-- start Data supplied --

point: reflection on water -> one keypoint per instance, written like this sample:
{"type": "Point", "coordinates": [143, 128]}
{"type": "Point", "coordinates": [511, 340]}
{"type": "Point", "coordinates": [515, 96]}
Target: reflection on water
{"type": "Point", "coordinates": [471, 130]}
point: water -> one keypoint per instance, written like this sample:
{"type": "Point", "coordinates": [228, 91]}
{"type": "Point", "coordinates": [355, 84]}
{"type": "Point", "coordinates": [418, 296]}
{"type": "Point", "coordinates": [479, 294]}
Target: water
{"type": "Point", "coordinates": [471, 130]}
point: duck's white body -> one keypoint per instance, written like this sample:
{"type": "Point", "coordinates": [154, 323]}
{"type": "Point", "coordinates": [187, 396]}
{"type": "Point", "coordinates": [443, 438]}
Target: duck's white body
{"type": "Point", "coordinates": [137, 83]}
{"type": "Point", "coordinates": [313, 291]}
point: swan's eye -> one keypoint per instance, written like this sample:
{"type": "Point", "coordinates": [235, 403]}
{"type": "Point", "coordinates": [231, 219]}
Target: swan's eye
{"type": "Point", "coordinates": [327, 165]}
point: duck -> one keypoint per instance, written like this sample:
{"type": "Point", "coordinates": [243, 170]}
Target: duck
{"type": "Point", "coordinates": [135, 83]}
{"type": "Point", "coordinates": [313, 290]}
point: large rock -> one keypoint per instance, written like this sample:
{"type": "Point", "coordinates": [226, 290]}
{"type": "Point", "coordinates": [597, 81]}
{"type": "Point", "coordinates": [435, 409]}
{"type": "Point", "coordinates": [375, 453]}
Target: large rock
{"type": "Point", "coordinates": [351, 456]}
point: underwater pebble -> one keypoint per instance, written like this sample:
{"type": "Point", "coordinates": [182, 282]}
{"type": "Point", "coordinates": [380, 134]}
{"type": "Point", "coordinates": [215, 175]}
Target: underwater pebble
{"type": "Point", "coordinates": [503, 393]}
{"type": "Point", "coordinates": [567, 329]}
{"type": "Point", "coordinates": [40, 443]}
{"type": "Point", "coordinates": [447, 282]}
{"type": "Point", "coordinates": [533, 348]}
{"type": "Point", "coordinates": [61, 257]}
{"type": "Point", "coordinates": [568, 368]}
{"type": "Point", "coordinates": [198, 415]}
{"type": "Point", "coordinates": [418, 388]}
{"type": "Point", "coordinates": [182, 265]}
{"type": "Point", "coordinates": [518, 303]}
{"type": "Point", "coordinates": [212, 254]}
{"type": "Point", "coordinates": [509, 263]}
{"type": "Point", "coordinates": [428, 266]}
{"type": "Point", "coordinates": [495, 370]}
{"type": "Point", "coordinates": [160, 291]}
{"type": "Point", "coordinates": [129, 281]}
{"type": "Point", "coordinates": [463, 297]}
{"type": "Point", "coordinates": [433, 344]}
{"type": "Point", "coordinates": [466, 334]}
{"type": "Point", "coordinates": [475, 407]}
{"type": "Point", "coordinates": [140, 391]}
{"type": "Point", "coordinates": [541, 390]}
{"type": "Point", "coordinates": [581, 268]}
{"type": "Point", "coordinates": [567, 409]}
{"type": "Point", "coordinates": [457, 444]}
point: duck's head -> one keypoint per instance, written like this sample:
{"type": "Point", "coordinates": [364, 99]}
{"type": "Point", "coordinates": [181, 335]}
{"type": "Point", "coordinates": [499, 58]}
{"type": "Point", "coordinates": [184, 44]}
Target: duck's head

-- end Data supplied --

Work to do
Restate all of the entries exactly, please.

The output
point: reflection on water -> one keypoint per instance, written like this sample:
{"type": "Point", "coordinates": [143, 128]}
{"type": "Point", "coordinates": [511, 340]}
{"type": "Point", "coordinates": [515, 96]}
Target: reflection on water
{"type": "Point", "coordinates": [471, 130]}
point: water -> one keypoint per instance, written like this sample:
{"type": "Point", "coordinates": [228, 91]}
{"type": "Point", "coordinates": [355, 84]}
{"type": "Point", "coordinates": [418, 296]}
{"type": "Point", "coordinates": [479, 294]}
Target: water
{"type": "Point", "coordinates": [471, 130]}
point: duck's white body -> one keypoint per instance, written like this sample:
{"type": "Point", "coordinates": [154, 323]}
{"type": "Point", "coordinates": [187, 396]}
{"type": "Point", "coordinates": [443, 438]}
Target: duck's white body
{"type": "Point", "coordinates": [137, 83]}
{"type": "Point", "coordinates": [313, 291]}
point: swan's eye -> one keypoint per instance, written like this sample:
{"type": "Point", "coordinates": [235, 403]}
{"type": "Point", "coordinates": [231, 219]}
Target: swan's eye
{"type": "Point", "coordinates": [327, 165]}
point: duck -> one keypoint per instance, written like this sample:
{"type": "Point", "coordinates": [243, 170]}
Target: duck
{"type": "Point", "coordinates": [135, 83]}
{"type": "Point", "coordinates": [313, 290]}
point: large rock -> one keypoint per instance, written like this sample:
{"type": "Point", "coordinates": [226, 290]}
{"type": "Point", "coordinates": [597, 81]}
{"type": "Point", "coordinates": [435, 409]}
{"type": "Point", "coordinates": [375, 453]}
Target: large rock
{"type": "Point", "coordinates": [351, 456]}
point: underwater pebble -> one keypoint per instance, written like this sample:
{"type": "Point", "coordinates": [182, 282]}
{"type": "Point", "coordinates": [380, 134]}
{"type": "Point", "coordinates": [215, 175]}
Target: underwater pebble
{"type": "Point", "coordinates": [503, 393]}
{"type": "Point", "coordinates": [567, 329]}
{"type": "Point", "coordinates": [40, 443]}
{"type": "Point", "coordinates": [447, 282]}
{"type": "Point", "coordinates": [533, 348]}
{"type": "Point", "coordinates": [61, 257]}
{"type": "Point", "coordinates": [568, 368]}
{"type": "Point", "coordinates": [198, 415]}
{"type": "Point", "coordinates": [418, 388]}
{"type": "Point", "coordinates": [182, 265]}
{"type": "Point", "coordinates": [518, 303]}
{"type": "Point", "coordinates": [212, 254]}
{"type": "Point", "coordinates": [509, 263]}
{"type": "Point", "coordinates": [428, 266]}
{"type": "Point", "coordinates": [495, 370]}
{"type": "Point", "coordinates": [160, 291]}
{"type": "Point", "coordinates": [129, 281]}
{"type": "Point", "coordinates": [463, 297]}
{"type": "Point", "coordinates": [433, 344]}
{"type": "Point", "coordinates": [466, 334]}
{"type": "Point", "coordinates": [475, 407]}
{"type": "Point", "coordinates": [140, 391]}
{"type": "Point", "coordinates": [541, 390]}
{"type": "Point", "coordinates": [581, 268]}
{"type": "Point", "coordinates": [567, 409]}
{"type": "Point", "coordinates": [457, 444]}
point: duck's head -> one keypoint per instance, written like this sample:
{"type": "Point", "coordinates": [364, 99]}
{"type": "Point", "coordinates": [181, 335]}
{"type": "Point", "coordinates": [499, 58]}
{"type": "Point", "coordinates": [184, 44]}
Target: duck's head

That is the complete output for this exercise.